*Saved entries*.
+ + + + +
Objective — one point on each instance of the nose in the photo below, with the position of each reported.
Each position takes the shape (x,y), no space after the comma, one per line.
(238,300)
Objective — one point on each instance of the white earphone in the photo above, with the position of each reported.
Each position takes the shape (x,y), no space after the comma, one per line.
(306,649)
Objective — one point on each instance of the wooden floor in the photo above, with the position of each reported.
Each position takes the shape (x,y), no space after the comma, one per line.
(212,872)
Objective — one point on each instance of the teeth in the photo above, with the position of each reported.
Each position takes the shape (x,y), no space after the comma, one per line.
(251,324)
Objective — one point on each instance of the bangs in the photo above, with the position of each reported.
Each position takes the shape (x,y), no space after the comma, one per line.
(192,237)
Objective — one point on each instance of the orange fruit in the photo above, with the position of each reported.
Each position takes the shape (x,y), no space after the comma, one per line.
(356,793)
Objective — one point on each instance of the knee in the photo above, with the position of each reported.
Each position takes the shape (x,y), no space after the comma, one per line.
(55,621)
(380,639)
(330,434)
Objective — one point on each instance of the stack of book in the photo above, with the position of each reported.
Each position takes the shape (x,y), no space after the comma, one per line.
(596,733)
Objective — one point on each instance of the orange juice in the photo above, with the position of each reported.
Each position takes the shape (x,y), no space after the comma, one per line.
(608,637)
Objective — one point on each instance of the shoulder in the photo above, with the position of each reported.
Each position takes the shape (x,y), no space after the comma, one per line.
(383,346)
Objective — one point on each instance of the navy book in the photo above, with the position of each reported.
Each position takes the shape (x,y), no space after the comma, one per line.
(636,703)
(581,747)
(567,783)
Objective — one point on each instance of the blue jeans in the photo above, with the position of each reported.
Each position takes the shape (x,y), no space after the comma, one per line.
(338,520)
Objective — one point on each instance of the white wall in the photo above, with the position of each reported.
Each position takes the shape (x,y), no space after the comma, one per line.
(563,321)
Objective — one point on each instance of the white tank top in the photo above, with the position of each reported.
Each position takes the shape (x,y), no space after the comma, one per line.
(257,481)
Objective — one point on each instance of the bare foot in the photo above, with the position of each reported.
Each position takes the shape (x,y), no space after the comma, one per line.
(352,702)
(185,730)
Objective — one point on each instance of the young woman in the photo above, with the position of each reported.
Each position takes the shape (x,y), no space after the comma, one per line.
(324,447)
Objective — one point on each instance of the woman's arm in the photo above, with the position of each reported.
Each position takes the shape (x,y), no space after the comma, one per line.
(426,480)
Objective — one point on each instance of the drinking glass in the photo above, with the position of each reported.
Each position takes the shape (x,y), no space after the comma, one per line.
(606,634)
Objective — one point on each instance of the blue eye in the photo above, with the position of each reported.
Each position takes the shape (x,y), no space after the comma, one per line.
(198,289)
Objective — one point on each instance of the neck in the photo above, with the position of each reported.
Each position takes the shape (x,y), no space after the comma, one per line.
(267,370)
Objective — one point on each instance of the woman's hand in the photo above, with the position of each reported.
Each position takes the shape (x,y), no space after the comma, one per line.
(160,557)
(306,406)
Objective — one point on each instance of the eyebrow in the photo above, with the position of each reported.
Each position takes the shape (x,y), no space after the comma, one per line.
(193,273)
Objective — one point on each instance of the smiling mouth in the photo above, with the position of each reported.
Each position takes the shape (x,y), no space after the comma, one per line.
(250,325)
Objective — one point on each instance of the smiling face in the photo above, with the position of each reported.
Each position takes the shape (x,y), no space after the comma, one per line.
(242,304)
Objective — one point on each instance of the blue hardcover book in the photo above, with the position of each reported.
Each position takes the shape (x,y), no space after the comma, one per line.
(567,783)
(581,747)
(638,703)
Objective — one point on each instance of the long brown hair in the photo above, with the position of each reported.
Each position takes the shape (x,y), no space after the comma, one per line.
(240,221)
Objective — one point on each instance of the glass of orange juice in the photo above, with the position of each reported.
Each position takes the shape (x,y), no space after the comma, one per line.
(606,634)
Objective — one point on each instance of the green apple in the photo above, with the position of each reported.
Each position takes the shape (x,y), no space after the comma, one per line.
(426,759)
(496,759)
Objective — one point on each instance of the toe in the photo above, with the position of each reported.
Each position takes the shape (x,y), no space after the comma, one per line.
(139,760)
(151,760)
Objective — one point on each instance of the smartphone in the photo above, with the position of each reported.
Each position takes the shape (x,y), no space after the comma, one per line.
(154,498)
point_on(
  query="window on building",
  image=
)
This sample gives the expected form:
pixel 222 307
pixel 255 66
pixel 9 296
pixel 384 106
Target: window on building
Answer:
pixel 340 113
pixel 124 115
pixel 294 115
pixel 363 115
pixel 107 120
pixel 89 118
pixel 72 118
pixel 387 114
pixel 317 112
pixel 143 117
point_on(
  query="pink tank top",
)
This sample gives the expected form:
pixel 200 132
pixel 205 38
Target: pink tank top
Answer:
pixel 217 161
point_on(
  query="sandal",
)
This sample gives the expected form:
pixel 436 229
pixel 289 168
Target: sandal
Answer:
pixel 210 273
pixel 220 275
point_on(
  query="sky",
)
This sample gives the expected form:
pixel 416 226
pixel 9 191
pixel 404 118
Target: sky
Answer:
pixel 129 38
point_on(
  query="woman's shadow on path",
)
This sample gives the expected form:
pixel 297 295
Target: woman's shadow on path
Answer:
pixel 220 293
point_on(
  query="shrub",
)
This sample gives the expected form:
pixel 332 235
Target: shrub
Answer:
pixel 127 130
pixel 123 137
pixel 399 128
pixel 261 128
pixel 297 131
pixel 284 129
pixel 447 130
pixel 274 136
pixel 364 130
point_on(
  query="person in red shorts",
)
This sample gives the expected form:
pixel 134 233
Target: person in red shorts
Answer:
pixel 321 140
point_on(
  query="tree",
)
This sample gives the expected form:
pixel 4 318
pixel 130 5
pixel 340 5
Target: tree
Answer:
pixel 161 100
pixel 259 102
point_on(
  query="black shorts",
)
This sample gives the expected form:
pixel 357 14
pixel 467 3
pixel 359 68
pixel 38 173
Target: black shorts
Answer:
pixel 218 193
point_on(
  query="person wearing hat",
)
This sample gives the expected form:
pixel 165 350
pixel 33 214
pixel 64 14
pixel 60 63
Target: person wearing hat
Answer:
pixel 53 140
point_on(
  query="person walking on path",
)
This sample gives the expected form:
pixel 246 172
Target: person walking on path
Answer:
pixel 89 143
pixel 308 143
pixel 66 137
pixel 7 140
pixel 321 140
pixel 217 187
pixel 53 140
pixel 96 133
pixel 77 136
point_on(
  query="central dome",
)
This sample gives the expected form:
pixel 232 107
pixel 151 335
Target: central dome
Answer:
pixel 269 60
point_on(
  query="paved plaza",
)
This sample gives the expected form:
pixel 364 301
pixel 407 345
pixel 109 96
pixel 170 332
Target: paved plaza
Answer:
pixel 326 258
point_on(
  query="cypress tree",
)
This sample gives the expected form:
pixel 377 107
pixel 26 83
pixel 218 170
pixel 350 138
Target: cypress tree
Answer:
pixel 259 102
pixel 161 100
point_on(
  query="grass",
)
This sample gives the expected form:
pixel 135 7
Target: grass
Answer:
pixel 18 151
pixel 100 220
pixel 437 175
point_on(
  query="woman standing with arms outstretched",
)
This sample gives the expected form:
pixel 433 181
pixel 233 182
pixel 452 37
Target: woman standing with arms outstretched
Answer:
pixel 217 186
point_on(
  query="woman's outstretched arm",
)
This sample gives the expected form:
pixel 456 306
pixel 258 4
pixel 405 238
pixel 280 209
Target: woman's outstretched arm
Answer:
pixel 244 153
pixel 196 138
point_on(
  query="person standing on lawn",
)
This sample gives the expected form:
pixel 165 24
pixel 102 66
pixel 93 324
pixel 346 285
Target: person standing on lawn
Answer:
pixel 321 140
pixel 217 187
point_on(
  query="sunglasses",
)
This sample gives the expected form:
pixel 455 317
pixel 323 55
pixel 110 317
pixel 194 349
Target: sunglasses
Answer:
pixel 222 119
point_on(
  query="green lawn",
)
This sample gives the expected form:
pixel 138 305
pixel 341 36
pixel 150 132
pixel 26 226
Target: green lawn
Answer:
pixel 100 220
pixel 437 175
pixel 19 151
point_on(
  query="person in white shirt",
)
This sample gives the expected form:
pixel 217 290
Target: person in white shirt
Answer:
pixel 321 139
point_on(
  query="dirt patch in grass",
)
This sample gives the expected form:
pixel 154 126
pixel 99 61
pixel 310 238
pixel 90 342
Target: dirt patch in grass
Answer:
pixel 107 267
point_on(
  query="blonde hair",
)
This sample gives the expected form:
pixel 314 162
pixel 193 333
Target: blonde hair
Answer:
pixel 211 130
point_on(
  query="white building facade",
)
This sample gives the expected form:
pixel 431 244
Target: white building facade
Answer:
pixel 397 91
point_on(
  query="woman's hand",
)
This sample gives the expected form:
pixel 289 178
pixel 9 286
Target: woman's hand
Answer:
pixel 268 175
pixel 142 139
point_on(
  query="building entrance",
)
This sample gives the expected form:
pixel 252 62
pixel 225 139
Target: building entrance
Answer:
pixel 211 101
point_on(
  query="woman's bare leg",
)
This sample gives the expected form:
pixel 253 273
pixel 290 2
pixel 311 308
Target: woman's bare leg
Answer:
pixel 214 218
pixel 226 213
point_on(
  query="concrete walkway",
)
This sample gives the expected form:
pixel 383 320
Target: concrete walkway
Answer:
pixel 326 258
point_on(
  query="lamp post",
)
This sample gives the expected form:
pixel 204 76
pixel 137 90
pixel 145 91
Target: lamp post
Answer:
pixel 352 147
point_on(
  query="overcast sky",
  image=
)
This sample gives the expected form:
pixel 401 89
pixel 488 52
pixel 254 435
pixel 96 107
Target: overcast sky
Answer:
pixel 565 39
+ + + + +
Look back at the entries above and repeat, unchanged, every line from the line holding "Target: woman's outstretched arm" through the line holding "Target: person standing on lawn".

Target: woman's outstretched arm
Answer:
pixel 244 153
pixel 196 138
point_on(
  query="person standing on lawn",
)
This sample gives the expected form:
pixel 165 24
pixel 102 66
pixel 93 324
pixel 346 285
Target: person standing on lawn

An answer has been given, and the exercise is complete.